Gather every line in the entries below that contains the word "long" and copy each one unchanged. Matching is case-sensitive.

▶

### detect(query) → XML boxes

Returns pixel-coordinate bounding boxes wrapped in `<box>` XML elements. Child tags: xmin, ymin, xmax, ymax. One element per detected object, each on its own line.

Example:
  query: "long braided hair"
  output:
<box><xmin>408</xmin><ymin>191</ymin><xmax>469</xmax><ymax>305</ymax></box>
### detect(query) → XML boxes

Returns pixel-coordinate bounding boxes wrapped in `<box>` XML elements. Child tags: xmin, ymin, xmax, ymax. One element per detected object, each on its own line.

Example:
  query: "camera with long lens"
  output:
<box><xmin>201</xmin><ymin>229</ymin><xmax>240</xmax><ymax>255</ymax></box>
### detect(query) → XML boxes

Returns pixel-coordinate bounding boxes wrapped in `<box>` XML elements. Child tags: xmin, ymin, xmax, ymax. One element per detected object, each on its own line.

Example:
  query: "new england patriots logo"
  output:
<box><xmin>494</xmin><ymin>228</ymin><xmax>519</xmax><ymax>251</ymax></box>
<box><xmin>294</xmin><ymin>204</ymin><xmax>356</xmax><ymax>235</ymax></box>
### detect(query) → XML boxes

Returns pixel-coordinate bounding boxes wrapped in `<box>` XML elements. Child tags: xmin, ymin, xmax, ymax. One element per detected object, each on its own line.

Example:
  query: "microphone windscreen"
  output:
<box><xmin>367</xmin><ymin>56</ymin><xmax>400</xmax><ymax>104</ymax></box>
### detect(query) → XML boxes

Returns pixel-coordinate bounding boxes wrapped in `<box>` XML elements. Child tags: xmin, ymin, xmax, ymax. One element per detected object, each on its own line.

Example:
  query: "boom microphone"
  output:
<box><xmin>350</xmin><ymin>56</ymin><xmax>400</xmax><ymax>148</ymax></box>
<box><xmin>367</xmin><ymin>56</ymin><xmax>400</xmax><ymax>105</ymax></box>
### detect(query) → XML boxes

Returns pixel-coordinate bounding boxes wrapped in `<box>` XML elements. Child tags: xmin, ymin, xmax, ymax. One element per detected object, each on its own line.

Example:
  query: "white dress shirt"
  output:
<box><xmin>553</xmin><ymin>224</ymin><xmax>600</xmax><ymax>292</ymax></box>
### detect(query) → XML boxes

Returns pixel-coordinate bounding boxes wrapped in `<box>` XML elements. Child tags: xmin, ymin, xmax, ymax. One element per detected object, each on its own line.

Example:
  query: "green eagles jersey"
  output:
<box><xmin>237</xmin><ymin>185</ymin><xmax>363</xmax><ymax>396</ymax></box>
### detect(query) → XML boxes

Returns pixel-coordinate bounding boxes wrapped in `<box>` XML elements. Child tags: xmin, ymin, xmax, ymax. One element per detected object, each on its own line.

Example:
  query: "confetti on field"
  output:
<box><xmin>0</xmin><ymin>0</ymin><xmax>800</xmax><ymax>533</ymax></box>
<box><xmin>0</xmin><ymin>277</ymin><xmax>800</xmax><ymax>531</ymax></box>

◀

**FINISHED TASK**
  query: "long braided hair"
  query: "camera with long lens"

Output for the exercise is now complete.